** Start Given data **
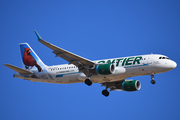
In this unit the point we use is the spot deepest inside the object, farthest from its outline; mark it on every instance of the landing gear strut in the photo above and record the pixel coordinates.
(152, 79)
(105, 93)
(88, 82)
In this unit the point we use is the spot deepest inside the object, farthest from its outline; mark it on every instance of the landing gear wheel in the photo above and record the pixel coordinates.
(88, 82)
(152, 79)
(153, 82)
(105, 93)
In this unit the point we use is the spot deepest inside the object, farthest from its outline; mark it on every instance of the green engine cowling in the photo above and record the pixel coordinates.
(105, 69)
(131, 85)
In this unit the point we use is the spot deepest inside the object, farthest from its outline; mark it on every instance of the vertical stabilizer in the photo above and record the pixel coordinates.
(30, 59)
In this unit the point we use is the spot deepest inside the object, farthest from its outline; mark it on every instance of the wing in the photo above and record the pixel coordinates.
(80, 62)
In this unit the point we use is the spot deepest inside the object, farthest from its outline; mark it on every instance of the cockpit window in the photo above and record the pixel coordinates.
(163, 58)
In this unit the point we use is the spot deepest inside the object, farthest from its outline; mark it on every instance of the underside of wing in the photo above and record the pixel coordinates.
(72, 58)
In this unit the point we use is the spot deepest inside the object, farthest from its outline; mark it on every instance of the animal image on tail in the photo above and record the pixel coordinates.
(29, 60)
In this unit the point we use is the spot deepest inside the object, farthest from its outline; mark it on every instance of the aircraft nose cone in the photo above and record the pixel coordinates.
(173, 64)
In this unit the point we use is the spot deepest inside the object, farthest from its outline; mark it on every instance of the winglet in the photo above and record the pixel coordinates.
(37, 35)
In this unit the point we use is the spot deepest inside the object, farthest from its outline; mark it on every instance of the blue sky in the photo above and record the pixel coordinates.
(95, 29)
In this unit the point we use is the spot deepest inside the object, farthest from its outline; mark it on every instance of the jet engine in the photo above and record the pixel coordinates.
(105, 69)
(131, 85)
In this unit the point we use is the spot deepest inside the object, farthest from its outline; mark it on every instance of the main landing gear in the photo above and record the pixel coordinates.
(105, 93)
(88, 82)
(152, 79)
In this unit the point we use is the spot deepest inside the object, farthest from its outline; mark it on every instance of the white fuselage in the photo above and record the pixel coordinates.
(125, 67)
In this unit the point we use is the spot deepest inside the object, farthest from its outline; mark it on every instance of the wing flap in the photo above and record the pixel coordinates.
(19, 70)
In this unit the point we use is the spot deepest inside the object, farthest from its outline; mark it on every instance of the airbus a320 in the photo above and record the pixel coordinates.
(111, 73)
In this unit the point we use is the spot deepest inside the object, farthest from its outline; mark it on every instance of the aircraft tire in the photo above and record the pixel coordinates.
(153, 82)
(105, 93)
(88, 82)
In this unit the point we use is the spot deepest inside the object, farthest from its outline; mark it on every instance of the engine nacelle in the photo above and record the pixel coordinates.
(105, 69)
(120, 70)
(131, 85)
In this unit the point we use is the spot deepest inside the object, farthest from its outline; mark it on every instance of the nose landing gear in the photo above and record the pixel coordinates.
(88, 82)
(105, 93)
(152, 79)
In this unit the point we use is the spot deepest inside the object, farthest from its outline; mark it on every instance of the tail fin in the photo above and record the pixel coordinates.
(30, 59)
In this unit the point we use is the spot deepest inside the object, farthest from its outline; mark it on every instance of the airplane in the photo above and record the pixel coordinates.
(111, 73)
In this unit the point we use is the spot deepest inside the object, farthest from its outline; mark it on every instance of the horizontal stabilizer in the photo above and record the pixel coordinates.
(19, 70)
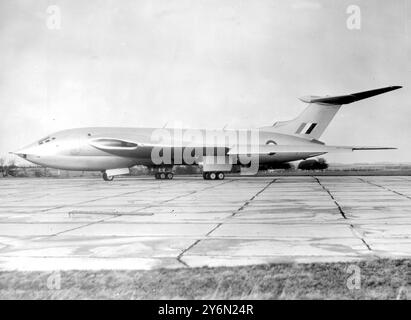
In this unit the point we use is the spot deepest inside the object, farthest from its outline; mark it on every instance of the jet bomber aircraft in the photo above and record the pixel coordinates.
(114, 150)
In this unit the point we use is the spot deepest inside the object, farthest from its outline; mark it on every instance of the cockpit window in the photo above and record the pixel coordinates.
(44, 140)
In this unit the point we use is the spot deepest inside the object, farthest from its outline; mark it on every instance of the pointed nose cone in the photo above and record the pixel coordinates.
(31, 149)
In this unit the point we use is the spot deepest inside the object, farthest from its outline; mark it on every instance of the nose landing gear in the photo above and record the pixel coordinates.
(213, 175)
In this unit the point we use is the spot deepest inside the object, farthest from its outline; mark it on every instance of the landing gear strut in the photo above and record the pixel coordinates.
(213, 175)
(107, 178)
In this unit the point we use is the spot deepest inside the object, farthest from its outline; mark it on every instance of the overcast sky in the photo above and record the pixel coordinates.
(204, 63)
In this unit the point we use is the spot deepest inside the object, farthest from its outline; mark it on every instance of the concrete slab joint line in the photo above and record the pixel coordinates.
(352, 227)
(116, 215)
(385, 188)
(179, 258)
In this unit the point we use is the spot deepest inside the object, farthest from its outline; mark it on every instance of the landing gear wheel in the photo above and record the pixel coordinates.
(107, 178)
(220, 175)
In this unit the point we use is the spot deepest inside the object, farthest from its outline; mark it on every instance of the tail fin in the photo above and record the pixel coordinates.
(312, 122)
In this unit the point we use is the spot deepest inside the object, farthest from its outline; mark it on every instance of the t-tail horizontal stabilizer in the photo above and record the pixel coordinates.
(312, 122)
(349, 98)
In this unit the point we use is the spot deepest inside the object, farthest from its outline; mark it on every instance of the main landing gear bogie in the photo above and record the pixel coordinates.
(164, 175)
(213, 175)
(107, 178)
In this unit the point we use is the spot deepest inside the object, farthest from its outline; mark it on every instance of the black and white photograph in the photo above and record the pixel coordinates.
(202, 150)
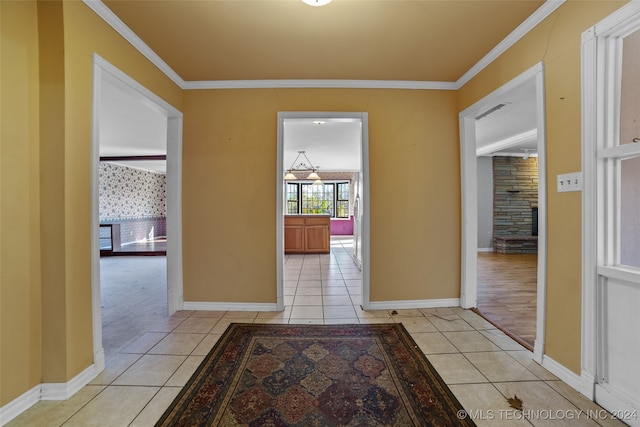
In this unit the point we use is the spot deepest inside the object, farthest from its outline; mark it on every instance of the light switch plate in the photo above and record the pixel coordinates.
(570, 182)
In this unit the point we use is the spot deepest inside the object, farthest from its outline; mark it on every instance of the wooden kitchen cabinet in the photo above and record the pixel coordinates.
(307, 234)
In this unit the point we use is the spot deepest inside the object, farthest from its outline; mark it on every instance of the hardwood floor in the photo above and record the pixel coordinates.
(507, 290)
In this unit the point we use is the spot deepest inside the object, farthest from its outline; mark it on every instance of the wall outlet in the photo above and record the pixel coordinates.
(570, 182)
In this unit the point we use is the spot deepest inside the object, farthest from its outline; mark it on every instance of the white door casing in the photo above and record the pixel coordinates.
(468, 160)
(363, 204)
(611, 289)
(103, 70)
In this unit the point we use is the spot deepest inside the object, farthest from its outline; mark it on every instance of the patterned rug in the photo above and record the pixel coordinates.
(315, 375)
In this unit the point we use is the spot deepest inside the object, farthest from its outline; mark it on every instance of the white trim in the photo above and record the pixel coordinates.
(96, 304)
(230, 306)
(363, 117)
(19, 404)
(596, 75)
(105, 71)
(620, 151)
(485, 249)
(301, 83)
(121, 28)
(531, 22)
(63, 391)
(541, 305)
(624, 274)
(47, 391)
(468, 166)
(572, 379)
(406, 304)
(524, 137)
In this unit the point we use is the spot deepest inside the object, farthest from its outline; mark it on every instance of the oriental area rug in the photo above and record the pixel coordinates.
(315, 375)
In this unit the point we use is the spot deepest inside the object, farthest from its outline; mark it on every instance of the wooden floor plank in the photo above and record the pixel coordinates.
(507, 293)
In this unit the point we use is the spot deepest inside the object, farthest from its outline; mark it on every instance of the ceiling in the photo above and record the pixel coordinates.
(264, 40)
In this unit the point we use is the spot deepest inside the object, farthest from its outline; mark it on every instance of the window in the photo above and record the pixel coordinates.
(325, 199)
(342, 200)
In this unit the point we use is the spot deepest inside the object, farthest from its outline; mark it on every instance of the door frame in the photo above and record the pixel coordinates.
(364, 172)
(105, 71)
(468, 163)
(601, 48)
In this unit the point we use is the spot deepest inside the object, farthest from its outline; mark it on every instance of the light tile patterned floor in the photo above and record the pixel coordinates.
(482, 366)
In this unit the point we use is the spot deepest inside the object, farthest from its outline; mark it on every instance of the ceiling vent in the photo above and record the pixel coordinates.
(491, 110)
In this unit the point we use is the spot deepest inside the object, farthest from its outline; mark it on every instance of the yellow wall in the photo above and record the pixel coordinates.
(229, 235)
(557, 42)
(45, 162)
(19, 203)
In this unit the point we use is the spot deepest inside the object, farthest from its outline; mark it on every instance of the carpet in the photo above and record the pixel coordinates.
(315, 375)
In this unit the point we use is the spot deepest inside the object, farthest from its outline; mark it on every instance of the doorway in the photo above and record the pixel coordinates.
(106, 75)
(324, 147)
(511, 148)
(611, 208)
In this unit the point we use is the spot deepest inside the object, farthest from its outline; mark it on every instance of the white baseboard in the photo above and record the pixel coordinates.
(47, 391)
(19, 405)
(568, 376)
(405, 304)
(229, 306)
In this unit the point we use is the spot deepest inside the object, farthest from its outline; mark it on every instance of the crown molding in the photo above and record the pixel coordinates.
(529, 24)
(121, 28)
(116, 23)
(351, 84)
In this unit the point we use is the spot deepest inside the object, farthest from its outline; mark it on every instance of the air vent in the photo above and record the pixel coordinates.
(491, 110)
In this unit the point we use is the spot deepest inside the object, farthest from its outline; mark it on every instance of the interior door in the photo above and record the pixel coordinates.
(618, 218)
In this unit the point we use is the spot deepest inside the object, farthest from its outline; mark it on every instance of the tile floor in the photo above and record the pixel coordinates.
(481, 365)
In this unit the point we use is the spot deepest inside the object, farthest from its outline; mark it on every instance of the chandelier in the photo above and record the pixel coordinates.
(303, 166)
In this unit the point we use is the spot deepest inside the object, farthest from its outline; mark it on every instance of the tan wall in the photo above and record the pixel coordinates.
(46, 153)
(19, 204)
(557, 42)
(229, 236)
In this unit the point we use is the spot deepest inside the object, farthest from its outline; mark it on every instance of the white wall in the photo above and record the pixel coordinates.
(485, 203)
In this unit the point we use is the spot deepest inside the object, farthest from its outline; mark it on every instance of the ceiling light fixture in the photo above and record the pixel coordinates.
(303, 167)
(316, 2)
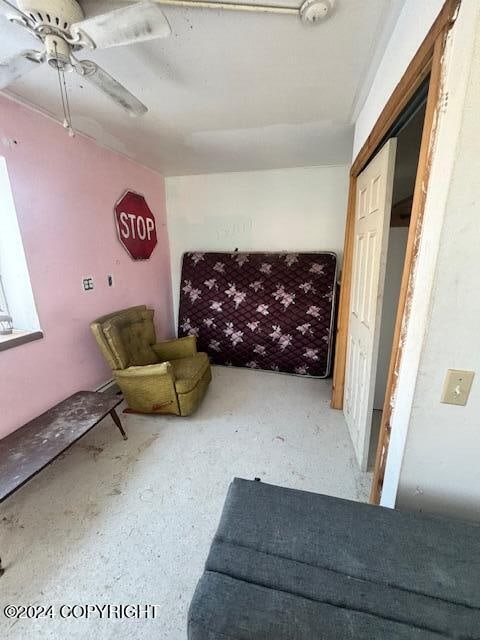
** End Given data **
# Aim
Collect every line of the records that contains the string "horizontal".

# Correct answer
In this unit the point we use is the spot deepest inside the object, farthest from its outline; mark it on every instance of the horizontal stabilizer in the photo above and record the pixel coordinates.
In this unit the point we use is the spot deepest inside the object, farthest from its outline; mark it on every instance of the t-tail horizontal stabilizer in the photo above and record the pixel coordinates.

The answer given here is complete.